■ **EXERCISE BRIEF**: Begin at the line that contains "In this picture, where can the parked" and stop after the last of the items. Write those lines out again with "camping chair" renamed to "folding chair", keeping everything else the same.

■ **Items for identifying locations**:
┄┄┄┄┄┄

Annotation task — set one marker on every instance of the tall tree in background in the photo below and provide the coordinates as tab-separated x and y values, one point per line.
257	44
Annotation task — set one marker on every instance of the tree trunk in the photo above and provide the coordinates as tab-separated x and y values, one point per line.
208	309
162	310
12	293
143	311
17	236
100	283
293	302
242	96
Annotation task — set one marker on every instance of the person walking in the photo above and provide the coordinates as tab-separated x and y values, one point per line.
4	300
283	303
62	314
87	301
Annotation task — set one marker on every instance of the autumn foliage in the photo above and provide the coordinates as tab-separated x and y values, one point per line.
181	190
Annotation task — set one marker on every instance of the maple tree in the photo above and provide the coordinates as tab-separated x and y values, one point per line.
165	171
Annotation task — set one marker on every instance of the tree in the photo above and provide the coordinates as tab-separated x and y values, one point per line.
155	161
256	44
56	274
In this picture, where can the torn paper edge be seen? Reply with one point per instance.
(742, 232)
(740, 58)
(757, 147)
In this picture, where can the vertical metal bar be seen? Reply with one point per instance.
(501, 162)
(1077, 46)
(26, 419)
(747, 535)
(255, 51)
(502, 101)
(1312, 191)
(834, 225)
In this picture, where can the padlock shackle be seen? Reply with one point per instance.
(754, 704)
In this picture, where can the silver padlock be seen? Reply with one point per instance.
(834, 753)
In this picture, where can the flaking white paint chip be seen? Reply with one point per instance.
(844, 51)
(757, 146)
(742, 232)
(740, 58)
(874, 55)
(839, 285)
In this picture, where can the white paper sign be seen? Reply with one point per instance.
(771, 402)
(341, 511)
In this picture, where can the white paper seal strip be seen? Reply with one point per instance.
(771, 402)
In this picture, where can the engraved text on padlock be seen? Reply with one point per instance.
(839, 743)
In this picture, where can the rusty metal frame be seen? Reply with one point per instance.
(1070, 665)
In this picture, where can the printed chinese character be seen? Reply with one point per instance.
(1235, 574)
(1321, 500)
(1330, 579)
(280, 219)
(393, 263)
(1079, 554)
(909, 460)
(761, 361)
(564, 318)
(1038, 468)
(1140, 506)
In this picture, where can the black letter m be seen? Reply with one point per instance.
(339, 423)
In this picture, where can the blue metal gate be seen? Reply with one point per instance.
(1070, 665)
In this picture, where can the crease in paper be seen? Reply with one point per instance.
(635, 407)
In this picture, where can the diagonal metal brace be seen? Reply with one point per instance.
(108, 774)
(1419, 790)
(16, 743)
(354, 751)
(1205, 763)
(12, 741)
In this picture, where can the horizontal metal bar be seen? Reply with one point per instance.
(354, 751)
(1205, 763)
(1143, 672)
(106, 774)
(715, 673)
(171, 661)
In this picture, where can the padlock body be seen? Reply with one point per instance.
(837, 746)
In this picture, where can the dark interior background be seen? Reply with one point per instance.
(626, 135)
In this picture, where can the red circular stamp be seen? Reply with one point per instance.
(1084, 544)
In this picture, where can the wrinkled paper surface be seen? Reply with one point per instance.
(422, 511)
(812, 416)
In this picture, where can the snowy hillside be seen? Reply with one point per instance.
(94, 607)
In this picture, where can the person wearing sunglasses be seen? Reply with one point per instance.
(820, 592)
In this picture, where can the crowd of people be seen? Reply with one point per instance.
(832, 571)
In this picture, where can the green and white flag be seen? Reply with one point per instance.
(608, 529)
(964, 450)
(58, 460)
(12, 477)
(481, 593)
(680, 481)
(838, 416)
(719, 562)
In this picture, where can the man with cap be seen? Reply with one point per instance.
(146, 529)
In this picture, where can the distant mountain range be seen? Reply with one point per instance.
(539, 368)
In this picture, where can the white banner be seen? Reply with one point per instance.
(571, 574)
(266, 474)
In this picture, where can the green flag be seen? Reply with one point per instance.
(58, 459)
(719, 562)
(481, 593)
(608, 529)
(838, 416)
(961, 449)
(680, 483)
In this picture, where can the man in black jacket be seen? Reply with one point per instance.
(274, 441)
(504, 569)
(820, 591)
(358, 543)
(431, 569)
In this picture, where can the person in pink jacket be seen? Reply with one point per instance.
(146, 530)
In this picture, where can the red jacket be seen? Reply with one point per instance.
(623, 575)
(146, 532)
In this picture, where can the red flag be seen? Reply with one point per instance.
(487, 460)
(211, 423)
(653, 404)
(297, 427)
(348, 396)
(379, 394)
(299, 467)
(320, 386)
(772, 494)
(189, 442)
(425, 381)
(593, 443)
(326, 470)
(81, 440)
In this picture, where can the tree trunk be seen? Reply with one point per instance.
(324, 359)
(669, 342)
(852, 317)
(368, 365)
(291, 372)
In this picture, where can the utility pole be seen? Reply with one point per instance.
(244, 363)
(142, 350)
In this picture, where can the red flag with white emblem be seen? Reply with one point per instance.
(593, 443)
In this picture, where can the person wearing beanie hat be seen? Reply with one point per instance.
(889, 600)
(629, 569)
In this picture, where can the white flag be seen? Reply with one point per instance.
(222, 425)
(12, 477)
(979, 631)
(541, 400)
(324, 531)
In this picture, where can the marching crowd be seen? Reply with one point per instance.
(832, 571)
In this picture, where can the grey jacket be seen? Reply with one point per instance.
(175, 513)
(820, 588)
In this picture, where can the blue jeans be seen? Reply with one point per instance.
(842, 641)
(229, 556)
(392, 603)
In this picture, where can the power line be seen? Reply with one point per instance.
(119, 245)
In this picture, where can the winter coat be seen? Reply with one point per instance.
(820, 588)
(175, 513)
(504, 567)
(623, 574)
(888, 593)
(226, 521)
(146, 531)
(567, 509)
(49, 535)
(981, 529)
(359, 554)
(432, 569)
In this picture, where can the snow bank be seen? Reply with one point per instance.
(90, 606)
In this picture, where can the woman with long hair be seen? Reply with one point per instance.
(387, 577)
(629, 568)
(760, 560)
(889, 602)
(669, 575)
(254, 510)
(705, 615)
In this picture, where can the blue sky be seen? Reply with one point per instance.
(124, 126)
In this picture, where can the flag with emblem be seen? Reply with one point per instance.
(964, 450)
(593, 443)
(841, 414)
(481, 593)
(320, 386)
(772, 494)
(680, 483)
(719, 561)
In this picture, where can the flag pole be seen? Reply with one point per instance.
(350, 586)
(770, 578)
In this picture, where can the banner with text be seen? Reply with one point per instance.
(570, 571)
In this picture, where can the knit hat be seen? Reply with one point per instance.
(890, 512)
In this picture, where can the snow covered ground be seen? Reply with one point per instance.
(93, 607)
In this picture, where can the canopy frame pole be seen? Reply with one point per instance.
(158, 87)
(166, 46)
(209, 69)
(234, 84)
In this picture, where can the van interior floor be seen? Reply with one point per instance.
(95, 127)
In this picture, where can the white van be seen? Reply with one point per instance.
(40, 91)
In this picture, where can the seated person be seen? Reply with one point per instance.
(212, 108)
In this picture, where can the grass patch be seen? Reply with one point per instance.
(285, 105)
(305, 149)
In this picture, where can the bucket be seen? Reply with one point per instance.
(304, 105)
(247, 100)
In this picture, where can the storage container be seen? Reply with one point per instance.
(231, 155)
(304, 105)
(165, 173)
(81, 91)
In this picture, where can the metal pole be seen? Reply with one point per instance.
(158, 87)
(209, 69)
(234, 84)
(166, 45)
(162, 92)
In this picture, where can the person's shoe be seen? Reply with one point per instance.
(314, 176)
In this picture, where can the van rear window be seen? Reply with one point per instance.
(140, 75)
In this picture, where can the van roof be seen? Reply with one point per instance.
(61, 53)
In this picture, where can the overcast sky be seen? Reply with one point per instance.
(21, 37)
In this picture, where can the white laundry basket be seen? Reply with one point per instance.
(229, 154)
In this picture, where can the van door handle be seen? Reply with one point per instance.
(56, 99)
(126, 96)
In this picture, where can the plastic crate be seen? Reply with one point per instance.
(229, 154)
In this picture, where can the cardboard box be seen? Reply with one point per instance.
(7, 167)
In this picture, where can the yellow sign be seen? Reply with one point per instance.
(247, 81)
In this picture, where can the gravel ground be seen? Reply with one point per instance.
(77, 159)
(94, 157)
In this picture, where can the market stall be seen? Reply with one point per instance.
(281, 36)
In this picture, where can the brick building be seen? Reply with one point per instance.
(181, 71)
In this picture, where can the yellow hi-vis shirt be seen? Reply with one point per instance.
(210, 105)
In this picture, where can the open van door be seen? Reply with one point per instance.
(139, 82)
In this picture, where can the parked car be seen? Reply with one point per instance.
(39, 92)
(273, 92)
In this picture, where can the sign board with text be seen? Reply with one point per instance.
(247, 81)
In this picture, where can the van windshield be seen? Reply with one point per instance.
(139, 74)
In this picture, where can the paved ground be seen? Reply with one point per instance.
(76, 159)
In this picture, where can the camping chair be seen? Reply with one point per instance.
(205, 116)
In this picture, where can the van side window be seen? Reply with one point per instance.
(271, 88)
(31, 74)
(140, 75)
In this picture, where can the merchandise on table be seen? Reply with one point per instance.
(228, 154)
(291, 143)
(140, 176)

┄┄┄┄┄┄

■ **FINISHED ANSWER**:
In this picture, where can the parked car be seen? Reply with one point per instance.
(39, 92)
(273, 92)
In this picture, where can the sign board with text be seen? Reply with one point per instance.
(247, 81)
In this picture, where can the van windshield be seen? Reply with one point per instance.
(139, 74)
In this picture, where can the paved ground be seen? Reply with one point per instance.
(76, 159)
In this picture, where can the folding chair be seen? Reply with one point per instance.
(205, 116)
In this picture, where can the van side window be seen? Reply with one point per instance.
(271, 88)
(31, 74)
(140, 75)
In this picture, where can the merchandise on table be seen? Reply with one point per instance.
(228, 154)
(291, 143)
(140, 176)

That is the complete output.